Start of Given records

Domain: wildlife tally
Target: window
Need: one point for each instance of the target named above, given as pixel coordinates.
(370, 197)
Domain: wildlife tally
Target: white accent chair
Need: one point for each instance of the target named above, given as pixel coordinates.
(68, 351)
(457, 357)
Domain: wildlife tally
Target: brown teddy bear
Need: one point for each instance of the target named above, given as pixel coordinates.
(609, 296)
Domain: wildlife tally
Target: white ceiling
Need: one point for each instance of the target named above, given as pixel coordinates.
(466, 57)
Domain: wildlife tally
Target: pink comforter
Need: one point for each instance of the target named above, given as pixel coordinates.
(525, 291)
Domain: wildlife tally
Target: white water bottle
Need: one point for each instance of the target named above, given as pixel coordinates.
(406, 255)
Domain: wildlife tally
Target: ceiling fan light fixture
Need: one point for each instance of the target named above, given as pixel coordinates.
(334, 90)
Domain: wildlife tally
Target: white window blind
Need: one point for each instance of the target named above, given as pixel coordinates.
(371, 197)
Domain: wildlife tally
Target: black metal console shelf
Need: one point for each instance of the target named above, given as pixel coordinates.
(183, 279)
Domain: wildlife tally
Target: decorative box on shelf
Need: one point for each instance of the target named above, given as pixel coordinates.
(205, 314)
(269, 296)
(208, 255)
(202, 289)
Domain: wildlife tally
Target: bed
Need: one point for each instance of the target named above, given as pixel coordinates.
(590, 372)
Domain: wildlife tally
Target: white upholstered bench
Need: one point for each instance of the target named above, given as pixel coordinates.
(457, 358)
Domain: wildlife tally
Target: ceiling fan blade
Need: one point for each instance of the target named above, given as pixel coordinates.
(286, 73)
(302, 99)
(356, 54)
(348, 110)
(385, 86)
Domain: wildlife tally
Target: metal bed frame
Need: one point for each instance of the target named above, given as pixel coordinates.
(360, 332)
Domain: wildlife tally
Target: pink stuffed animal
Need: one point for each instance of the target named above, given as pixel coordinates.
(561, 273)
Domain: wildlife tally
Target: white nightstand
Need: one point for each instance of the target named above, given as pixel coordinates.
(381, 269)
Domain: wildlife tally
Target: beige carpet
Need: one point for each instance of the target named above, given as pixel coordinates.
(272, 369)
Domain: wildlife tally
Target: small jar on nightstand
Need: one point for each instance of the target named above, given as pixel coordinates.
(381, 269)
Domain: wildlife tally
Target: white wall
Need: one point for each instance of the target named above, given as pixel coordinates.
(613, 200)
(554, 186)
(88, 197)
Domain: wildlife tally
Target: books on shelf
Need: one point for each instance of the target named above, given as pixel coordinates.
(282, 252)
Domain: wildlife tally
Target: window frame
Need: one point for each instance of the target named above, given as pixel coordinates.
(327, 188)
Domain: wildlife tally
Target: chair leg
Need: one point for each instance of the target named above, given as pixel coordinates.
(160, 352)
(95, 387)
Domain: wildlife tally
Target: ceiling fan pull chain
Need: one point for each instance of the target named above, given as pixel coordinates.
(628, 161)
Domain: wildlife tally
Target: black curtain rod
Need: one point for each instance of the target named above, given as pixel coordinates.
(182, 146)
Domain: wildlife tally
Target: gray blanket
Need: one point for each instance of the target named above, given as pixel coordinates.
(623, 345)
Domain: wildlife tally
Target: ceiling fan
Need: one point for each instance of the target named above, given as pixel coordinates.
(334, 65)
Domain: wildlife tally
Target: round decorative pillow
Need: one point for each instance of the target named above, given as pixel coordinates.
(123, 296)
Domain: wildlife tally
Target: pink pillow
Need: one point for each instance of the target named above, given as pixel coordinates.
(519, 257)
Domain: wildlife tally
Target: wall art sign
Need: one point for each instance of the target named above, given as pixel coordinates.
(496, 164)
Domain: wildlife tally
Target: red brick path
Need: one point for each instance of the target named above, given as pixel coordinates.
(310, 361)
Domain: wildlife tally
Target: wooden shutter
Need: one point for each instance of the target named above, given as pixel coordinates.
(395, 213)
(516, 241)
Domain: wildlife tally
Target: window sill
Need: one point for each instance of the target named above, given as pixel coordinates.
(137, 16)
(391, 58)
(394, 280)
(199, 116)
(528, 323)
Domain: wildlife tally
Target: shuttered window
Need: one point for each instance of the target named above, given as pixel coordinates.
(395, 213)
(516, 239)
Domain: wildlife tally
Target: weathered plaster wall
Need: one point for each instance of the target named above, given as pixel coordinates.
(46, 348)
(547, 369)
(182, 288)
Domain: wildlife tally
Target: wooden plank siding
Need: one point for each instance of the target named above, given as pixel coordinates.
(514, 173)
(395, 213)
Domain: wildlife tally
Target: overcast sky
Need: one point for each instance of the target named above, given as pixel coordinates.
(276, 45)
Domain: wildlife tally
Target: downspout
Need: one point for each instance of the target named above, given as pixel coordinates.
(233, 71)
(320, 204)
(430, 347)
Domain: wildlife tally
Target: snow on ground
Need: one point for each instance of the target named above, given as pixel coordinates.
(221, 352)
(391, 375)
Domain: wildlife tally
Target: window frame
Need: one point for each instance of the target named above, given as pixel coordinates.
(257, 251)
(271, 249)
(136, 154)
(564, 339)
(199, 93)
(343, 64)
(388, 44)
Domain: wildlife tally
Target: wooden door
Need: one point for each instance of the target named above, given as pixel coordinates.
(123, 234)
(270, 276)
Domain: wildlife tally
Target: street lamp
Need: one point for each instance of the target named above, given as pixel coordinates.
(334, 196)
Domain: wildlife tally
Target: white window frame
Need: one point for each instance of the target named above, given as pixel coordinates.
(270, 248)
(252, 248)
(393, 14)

End of Given records

--- Task objective ---
Print each of the lines above again, unchanged.

--- Exercise solution ---
Domain: wildlife tally
Target: window
Need: one point for each instance of the target named above, given as pixel coordinates.
(370, 197)
Domain: wildlife tally
Target: white accent chair
Need: one point for each instance of the target named above, given as pixel coordinates.
(68, 351)
(457, 357)
Domain: wildlife tally
Target: brown teddy bear
Need: one point for each instance of the target named above, given as pixel coordinates.
(609, 296)
Domain: wildlife tally
Target: white ceiling
Need: one point for each instance of the target named above, given as pixel coordinates.
(466, 57)
Domain: wildlife tally
Target: pink comforter
Need: one point for each instance of the target named above, given as pixel coordinates.
(525, 291)
Domain: wildlife tally
Target: white water bottle
Need: one point for each instance of the target named above, given as pixel coordinates.
(406, 255)
Domain: wildlife tally
Target: ceiling fan light fixture
Need: one point for each instance of the target named above, given as pixel coordinates.
(334, 90)
Domain: wildlife tally
Target: white window blind
Need: one point for each instance of the target named above, given as pixel coordinates.
(371, 197)
Domain: wildlife tally
Target: black metal console shelf
Need: one point for each instance of the target named above, given as pixel coordinates.
(183, 279)
Domain: wildlife tally
Target: decorative box on shelf
Need: one point for each instance of the target named above, given as pixel coordinates.
(205, 314)
(269, 296)
(208, 255)
(202, 289)
Domain: wildlife tally
Target: bed
Need: one point for each instance of the target named above, given as pixel coordinates.
(590, 372)
Domain: wildlife tally
Target: white upholstered bench
Need: one point for each instance of the target named above, given as pixel coordinates.
(457, 358)
Domain: wildlife tally
Target: ceiling fan blade
Need: one point for each instance of the target named above, given as pixel coordinates.
(286, 73)
(302, 99)
(356, 54)
(348, 110)
(385, 86)
Domain: wildlife tally
Target: metal bed frame
Need: one point for each instance of the target named above, given as pixel coordinates.
(360, 332)
Domain: wildlife tally
Target: pink stuffed animal
Need: one point for each instance of the target named above, given as pixel coordinates.
(561, 273)
Domain: wildlife tally
Target: white nightstand
Need: one point for each instance of the target named above, given as pixel coordinates.
(381, 269)
Domain: wildlife tally
Target: beige carpet
Need: one point for each instance of the target named above, given as pixel coordinates.
(272, 369)
Domain: wildlife tally
Target: small jar on nightstand
Need: one point for each instance of the target named above, given as pixel coordinates.
(381, 269)
Domain: wildlife tally
Target: white wall
Need: one point for each instance of the target named above, given as pixel coordinates.
(613, 200)
(554, 186)
(88, 197)
Domain: wildlife tally
Target: books on shelf
Need: one point for each instance of the target named above, given as pixel coordinates.
(282, 252)
Domain: wildlife tally
Target: window frame
Need: one point for each instance of the target named above, given as pixel coordinates.
(327, 188)
Domain: wildlife tally
Target: chair leg
Need: one point for each instance of the target named above, given as pixel coordinates.
(160, 352)
(95, 387)
Domain: wildlife tally
Target: ceiling fan pull chain
Need: one point for each instance of the target named above, given as pixel coordinates.
(628, 161)
Domain: wildlife tally
Target: black curtain rod
Need: one point for each instance of the target named above, given as pixel coordinates.
(182, 146)
Domain: wildlife tally
Target: gray blanket
Need: one point for each instance of the target named above, given as pixel coordinates.
(623, 345)
Domain: wildlife tally
Target: ceiling fan
Need: one point for each instance of the target named above, given as pixel coordinates.
(334, 65)
Domain: wildlife tally
Target: round decorative pillow
Need: one point for each instance of the target named above, given as pixel coordinates.
(123, 296)
Domain: wildlife tally
Target: pink pillow
Need: one point for each instance of the target named above, given as pixel coordinates.
(519, 257)
Domain: wildlife tally
Target: wall art sign
Need: one point for each instance of the target named above, given as pixel coordinates.
(496, 164)
Domain: wildlife tally
Target: red brick path
Need: one point for each instance of the target named above, given as pixel coordinates.
(310, 361)
Domain: wildlife tally
Target: wooden shutter
Need: one point for each instance of the target named above, given as pixel coordinates.
(395, 213)
(516, 241)
Domain: wildlife tally
Target: window sill
Need: one point for each instance of the target named above, given as pixel coordinates.
(137, 16)
(391, 58)
(394, 280)
(199, 116)
(528, 323)
Domain: wildlife tally
Target: shuttered window
Need: one point for each instance of the target named above, given as pixel coordinates.
(395, 213)
(516, 239)
Domain: wildlife tally
Target: weathered plaster wall
Need: one point for each instance of the target named above, given as pixel coordinates.
(46, 348)
(547, 369)
(182, 288)
Domain: wildlife tally
Target: wooden plank siding
Need: one point for each instance of the target named above, given as pixel coordinates.
(514, 173)
(395, 213)
Domain: wildlife tally
Target: overcast sky
Need: one point for each instance of the target named above, given as pixel coordinates.
(276, 45)
Domain: wildlife tally
Target: downspout
Need: one point for each instance of the target named above, given as pixel coordinates.
(233, 71)
(320, 204)
(430, 347)
Domain: wildlife tally
Target: snow on ground
Need: one point for each instance of the target named above, given as pixel coordinates.
(221, 352)
(391, 375)
Domain: wildlife tally
Target: window frame
Need: one point for each instance of the target named above, given as pixel coordinates.
(257, 251)
(271, 249)
(136, 154)
(564, 339)
(199, 93)
(343, 64)
(388, 44)
Domain: wildlife tally
Target: wooden door
Need: one point for each instance of the target named above, given as pixel coordinates.
(123, 234)
(270, 276)
Domain: wildlife tally
Target: street lamp
Need: one point for each instance of the target named above, given as pixel coordinates.
(334, 196)
Domain: wildlife tally
Target: white window frame
Need: one point for each instance of the target named above, given as pixel coordinates.
(270, 248)
(252, 248)
(393, 14)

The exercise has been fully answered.